>> START READING TEXT

Thursday, June 4, 2009

The aftermath of bankruptcy; household behavior eventually is relatively unchanged

This recession produced a surge in delinquency rates across all types of loans (see left chart), stressing bank balance sheets. Bankruptcy is designed to give consumers and firms a "fresh start", and after 9 years the bankruptcy alert is removed from record.

A Fed paper, Household Borrowing after Personal Bankruptcy by Song Han and Geng Li, finds that delinquent borrowers revert to their old debtor ways after the 9-year threshold, borrowing more at sometimes higher rates. I wonder, how will the dizzying wave of recent government intervention affect consumer borrowing in 9 years?

Some key points from the paper:

Credit card debt: 0-9 years following bankruptcy, it remains on record for creditors to see, and supply is restricted. However, if there is access to credit, households tend to use the credit card more often than nonfilers. After 9 years, creditors no longer see the bankruptcy flag, and filers carry a larger debt burden. The authors claim that there may be a selection bias, as debtors wait until the 9-yr mark to accumulate debt.

>> END READING TEXT

● TASK INSTRUCTIONS
Extend the post on household borrowing after bankruptcy, starting right after its final sentence. The data after this point come from a separate, unrelated source.

>> START SUPPLIED MATERIAL

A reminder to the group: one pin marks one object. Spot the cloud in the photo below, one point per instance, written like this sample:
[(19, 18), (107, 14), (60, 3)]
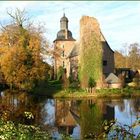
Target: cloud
[(119, 21)]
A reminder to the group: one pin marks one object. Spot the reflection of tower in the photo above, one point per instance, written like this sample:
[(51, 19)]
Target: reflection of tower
[(64, 119), (62, 46)]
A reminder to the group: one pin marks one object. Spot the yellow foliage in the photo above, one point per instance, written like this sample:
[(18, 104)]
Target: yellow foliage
[(20, 59)]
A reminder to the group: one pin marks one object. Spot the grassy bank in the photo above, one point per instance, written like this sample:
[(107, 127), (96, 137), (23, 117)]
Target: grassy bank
[(54, 89)]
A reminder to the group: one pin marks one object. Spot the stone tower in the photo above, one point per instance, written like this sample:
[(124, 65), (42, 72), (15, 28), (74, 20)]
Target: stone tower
[(63, 45)]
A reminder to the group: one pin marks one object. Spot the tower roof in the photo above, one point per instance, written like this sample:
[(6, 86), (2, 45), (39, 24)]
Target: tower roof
[(64, 33), (64, 18)]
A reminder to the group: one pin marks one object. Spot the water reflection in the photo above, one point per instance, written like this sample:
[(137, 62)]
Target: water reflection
[(77, 118)]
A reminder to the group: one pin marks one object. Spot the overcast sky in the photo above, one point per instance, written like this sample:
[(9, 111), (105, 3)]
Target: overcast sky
[(119, 21)]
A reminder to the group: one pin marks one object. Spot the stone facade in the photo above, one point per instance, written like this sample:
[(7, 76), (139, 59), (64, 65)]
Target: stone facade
[(68, 51)]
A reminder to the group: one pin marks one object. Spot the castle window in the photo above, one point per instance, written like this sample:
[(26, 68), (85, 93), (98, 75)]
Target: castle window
[(104, 63)]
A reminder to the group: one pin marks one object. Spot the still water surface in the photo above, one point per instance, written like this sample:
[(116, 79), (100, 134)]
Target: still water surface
[(74, 117)]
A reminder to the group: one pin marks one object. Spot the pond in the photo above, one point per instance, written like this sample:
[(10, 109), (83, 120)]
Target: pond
[(76, 117)]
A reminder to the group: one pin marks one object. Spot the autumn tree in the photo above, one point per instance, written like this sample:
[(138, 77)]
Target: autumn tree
[(20, 52), (134, 56), (130, 59), (90, 55)]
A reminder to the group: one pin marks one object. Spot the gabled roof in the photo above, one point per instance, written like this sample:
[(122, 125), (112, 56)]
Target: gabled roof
[(112, 79), (74, 51)]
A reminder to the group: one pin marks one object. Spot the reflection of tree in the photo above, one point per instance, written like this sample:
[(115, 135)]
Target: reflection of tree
[(135, 104), (15, 104), (64, 119), (91, 119)]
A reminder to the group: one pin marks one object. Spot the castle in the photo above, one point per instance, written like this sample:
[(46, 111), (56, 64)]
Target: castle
[(67, 49)]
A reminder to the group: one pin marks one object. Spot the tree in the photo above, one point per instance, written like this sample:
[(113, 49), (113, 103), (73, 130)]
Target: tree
[(20, 58), (90, 58), (134, 56), (120, 60)]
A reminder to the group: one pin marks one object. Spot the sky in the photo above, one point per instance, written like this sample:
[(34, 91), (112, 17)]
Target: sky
[(119, 20)]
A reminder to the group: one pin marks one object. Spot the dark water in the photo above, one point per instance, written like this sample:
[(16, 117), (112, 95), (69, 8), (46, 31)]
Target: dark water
[(74, 117)]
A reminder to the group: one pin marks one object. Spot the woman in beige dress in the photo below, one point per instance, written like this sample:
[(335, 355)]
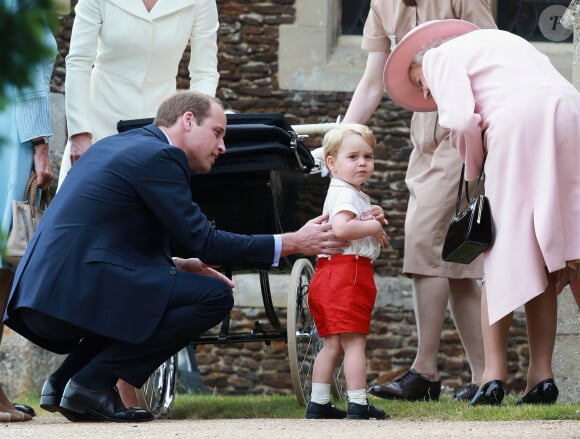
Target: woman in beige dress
[(431, 178)]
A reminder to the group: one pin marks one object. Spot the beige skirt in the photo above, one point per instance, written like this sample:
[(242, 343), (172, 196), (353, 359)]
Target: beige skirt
[(432, 179)]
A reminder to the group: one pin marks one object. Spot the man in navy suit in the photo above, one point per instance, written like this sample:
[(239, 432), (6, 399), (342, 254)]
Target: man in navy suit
[(98, 281)]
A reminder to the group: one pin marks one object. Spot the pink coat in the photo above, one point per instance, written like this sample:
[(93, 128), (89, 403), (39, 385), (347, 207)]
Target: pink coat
[(494, 83)]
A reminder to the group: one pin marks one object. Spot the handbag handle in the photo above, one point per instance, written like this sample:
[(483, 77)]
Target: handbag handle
[(461, 181)]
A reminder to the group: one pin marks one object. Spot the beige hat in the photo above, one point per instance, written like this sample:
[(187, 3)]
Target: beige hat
[(396, 74)]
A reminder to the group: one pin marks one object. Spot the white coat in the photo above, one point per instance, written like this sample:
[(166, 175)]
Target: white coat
[(123, 60)]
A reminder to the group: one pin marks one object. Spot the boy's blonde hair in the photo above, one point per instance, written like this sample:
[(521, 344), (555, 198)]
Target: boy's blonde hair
[(333, 138)]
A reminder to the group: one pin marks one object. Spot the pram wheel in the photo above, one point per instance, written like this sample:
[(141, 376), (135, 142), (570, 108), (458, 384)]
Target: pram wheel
[(303, 341), (158, 393)]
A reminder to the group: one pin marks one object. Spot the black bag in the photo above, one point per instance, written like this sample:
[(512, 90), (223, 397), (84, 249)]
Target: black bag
[(471, 230)]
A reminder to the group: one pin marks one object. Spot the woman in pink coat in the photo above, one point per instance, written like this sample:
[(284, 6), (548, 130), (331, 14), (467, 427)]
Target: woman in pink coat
[(501, 98)]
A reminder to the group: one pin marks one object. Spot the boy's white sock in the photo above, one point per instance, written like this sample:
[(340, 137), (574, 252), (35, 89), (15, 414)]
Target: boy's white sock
[(358, 396), (320, 393)]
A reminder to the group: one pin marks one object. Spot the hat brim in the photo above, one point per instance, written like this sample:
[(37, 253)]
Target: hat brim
[(396, 74)]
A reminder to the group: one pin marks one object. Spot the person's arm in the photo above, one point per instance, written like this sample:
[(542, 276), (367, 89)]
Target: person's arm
[(203, 70), (315, 237), (79, 64), (369, 91), (32, 113), (195, 265), (347, 226), (451, 89)]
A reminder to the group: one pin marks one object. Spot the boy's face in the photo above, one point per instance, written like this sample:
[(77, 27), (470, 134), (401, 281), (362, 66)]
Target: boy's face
[(354, 162)]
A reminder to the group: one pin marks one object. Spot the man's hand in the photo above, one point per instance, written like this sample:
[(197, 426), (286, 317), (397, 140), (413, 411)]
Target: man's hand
[(79, 143), (315, 237), (379, 214), (195, 265)]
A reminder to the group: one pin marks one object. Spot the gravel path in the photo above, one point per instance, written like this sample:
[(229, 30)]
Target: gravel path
[(58, 427)]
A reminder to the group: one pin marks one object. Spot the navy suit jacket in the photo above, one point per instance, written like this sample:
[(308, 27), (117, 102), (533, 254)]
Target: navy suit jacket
[(100, 258)]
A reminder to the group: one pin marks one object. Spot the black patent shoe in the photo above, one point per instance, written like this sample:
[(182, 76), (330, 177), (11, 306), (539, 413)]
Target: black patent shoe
[(357, 411), (411, 387), (50, 397), (24, 409), (323, 411), (100, 405), (545, 392), (491, 393), (466, 393)]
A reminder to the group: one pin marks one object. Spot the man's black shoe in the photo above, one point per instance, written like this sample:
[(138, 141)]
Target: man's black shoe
[(324, 411), (50, 397), (357, 411), (100, 405), (411, 386)]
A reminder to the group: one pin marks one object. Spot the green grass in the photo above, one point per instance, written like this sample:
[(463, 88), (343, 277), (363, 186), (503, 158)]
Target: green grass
[(223, 407), (248, 407)]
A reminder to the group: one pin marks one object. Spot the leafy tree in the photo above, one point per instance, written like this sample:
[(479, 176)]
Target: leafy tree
[(21, 29)]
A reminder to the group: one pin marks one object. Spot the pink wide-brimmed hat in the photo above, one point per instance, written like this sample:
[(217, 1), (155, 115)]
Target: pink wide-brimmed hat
[(396, 74)]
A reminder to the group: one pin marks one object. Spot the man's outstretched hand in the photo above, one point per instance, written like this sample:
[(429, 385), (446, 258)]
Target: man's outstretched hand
[(195, 265)]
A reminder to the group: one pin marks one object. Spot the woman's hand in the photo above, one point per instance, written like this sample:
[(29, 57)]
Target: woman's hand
[(79, 143), (42, 166), (195, 265), (379, 214)]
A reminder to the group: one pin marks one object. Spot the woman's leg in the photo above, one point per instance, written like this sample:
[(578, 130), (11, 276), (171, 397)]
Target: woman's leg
[(355, 365), (541, 322), (495, 343), (430, 297), (327, 359), (465, 304)]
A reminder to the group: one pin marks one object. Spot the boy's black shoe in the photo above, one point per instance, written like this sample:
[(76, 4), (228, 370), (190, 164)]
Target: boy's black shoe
[(357, 411), (324, 411)]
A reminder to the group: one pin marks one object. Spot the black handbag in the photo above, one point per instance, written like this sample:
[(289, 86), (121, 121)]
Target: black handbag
[(471, 230)]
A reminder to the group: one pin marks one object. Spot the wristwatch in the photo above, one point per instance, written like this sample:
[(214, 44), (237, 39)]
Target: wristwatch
[(41, 141)]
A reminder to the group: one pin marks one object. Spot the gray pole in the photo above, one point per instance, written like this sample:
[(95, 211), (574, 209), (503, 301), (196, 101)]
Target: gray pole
[(576, 43)]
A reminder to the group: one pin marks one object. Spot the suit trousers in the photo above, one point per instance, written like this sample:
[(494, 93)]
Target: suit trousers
[(196, 304)]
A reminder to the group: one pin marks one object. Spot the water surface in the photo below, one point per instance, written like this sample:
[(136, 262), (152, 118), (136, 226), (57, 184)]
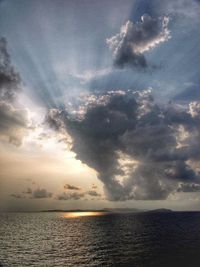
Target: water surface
[(102, 239)]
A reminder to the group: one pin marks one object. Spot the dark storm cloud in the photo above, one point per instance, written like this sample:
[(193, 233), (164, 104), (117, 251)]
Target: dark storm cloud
[(9, 78), (184, 187), (139, 149), (70, 196), (71, 187), (41, 193), (134, 39), (16, 195), (13, 123), (93, 193)]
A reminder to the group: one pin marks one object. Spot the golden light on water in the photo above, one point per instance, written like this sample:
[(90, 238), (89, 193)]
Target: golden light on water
[(83, 214)]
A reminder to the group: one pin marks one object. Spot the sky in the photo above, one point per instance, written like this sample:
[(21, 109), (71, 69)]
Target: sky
[(99, 104)]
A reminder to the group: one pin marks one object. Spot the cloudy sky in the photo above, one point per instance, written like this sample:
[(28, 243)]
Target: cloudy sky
[(99, 104)]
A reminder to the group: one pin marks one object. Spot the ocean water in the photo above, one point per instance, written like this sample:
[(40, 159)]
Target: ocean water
[(121, 240)]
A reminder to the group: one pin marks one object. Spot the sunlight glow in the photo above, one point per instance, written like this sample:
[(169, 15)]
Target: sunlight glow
[(82, 214)]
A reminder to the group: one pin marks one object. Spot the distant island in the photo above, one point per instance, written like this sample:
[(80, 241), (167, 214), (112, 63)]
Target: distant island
[(113, 210)]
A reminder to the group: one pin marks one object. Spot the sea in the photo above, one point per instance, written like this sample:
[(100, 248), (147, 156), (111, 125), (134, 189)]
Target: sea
[(100, 239)]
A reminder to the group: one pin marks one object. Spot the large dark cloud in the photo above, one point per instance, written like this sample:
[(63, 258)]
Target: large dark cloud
[(70, 196), (41, 193), (71, 187), (139, 149), (134, 39), (9, 78), (13, 123)]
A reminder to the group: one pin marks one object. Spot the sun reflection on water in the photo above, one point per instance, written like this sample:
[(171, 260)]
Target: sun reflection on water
[(78, 214)]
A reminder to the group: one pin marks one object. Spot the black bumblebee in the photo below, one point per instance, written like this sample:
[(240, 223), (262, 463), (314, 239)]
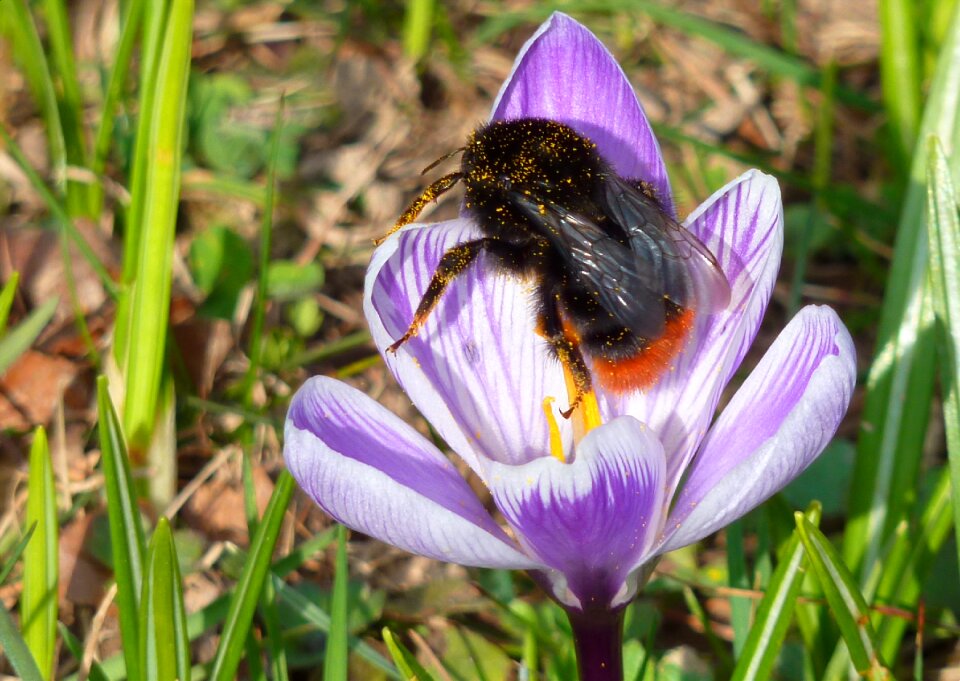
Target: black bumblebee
[(618, 281)]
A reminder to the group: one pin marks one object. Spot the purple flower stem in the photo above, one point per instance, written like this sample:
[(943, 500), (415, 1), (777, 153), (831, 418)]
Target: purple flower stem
[(598, 637)]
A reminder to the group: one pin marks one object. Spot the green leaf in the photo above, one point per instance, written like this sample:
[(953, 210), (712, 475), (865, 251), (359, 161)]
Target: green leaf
[(31, 55), (73, 644), (850, 610), (243, 603), (221, 262), (335, 658), (775, 612), (41, 565), (287, 280), (164, 646), (126, 531), (418, 20), (158, 201), (944, 233), (22, 336), (311, 612), (15, 648), (900, 74), (15, 554), (60, 47), (6, 300), (406, 661)]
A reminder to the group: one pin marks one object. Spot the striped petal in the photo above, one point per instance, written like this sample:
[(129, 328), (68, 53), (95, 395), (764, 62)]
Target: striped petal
[(777, 423), (477, 370), (375, 474), (591, 520)]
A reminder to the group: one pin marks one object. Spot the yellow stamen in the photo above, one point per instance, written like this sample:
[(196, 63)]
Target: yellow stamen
[(586, 415), (556, 444)]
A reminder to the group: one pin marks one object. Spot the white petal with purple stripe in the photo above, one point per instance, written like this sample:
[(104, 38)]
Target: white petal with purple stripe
[(565, 74), (594, 519), (777, 423), (374, 473), (742, 225)]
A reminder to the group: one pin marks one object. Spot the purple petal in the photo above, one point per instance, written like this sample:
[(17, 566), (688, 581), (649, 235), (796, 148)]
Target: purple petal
[(477, 370), (565, 74), (778, 422), (375, 474), (594, 519), (742, 224)]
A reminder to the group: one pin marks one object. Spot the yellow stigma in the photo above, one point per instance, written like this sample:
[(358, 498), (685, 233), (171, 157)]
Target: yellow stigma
[(586, 415), (556, 444)]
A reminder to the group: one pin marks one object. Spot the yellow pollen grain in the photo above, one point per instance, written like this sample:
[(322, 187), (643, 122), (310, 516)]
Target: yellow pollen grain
[(556, 444)]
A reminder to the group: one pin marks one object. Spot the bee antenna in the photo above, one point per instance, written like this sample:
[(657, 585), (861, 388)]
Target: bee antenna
[(441, 160)]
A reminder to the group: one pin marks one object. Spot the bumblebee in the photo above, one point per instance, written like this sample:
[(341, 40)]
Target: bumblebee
[(618, 282)]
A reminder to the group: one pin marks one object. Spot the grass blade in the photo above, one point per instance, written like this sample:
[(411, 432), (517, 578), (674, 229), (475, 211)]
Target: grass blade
[(164, 647), (335, 658), (15, 648), (15, 554), (266, 234), (775, 612), (891, 437), (41, 566), (22, 32), (150, 304), (72, 643), (71, 105), (847, 604), (58, 212), (6, 300), (945, 284), (406, 661), (321, 620), (126, 531), (21, 338), (118, 77), (247, 591), (731, 40), (417, 22)]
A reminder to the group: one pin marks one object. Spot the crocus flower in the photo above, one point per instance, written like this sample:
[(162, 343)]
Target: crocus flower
[(588, 513)]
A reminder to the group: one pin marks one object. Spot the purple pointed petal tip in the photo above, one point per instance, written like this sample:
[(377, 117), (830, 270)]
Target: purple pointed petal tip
[(566, 74), (375, 474), (778, 422), (591, 520)]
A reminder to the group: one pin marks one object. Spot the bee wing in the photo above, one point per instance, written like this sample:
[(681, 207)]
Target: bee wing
[(628, 287), (688, 273)]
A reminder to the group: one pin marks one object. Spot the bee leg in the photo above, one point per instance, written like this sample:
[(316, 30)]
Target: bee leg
[(566, 346), (431, 193), (451, 265)]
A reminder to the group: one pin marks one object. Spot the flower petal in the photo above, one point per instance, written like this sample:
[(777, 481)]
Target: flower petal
[(591, 520), (565, 74), (779, 421), (742, 225), (477, 369), (375, 474)]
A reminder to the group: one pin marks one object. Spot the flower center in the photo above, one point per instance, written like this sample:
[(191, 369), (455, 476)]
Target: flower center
[(585, 417)]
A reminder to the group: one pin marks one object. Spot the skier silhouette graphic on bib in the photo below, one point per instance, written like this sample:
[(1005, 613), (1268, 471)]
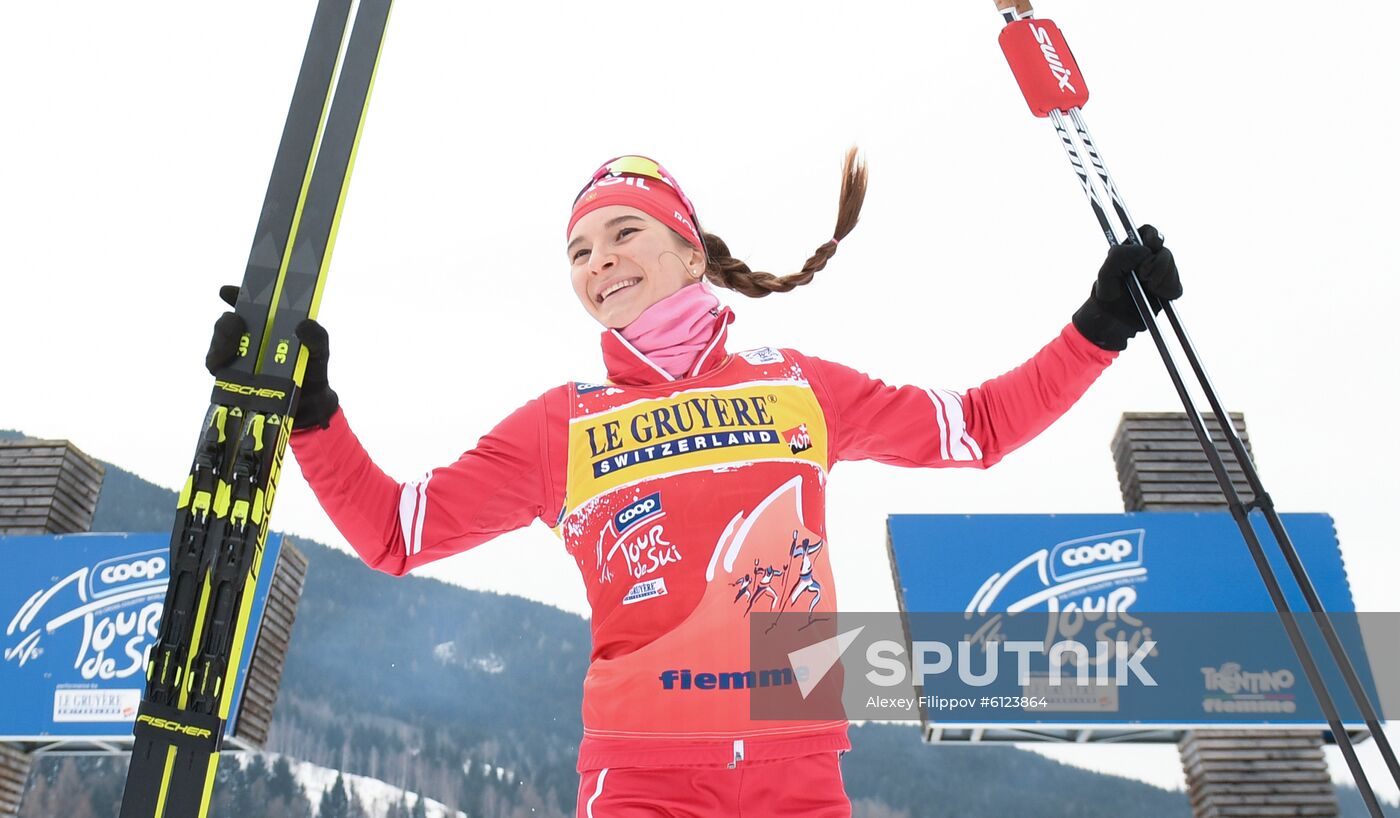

>> END SUPPLIED MATERIAL

● ANSWER TO THIS PROBLEM
Residential mortgages: After 9 years, bankruptcy filers have stronger demand for mortgages than nonfilers (not in paper, but probably to finance consumption through home-equity loans).

General conclusions from paper:
we document that, in general, bankruptcy filers have more restricted access to unsecured credit, and that, conditional on having access to credit, filers tend to borrow more on their credit cards and leverage more aggressively on collateralized loans. Filers also pay significantly higher borrowing costs across all types of credit.
...
Financial hardship persists even more than ten years after the filings, suggesting that, for many bankrupt households, debt discharge may not have achieved its goal of providing a fresh start. In addition, our findings suggest that the credit risk for those who filed more than nine years earlier and thus have their bankruptcy flags removed from their records may not be correctly priced. While these filers are generally treated just like comparable nonfilers, they tend to have experienced more payment difficulties and have lower net worth.
Hmmmm. Kind of makes you wonder how consumers will react and risk is priced once economic recovery is sustained, with credit card fees and terms being altered in order to assuage debtor grief, terms of mortgages being changed for some, and auto loans are financed at 0% rates by government-supported GMAC.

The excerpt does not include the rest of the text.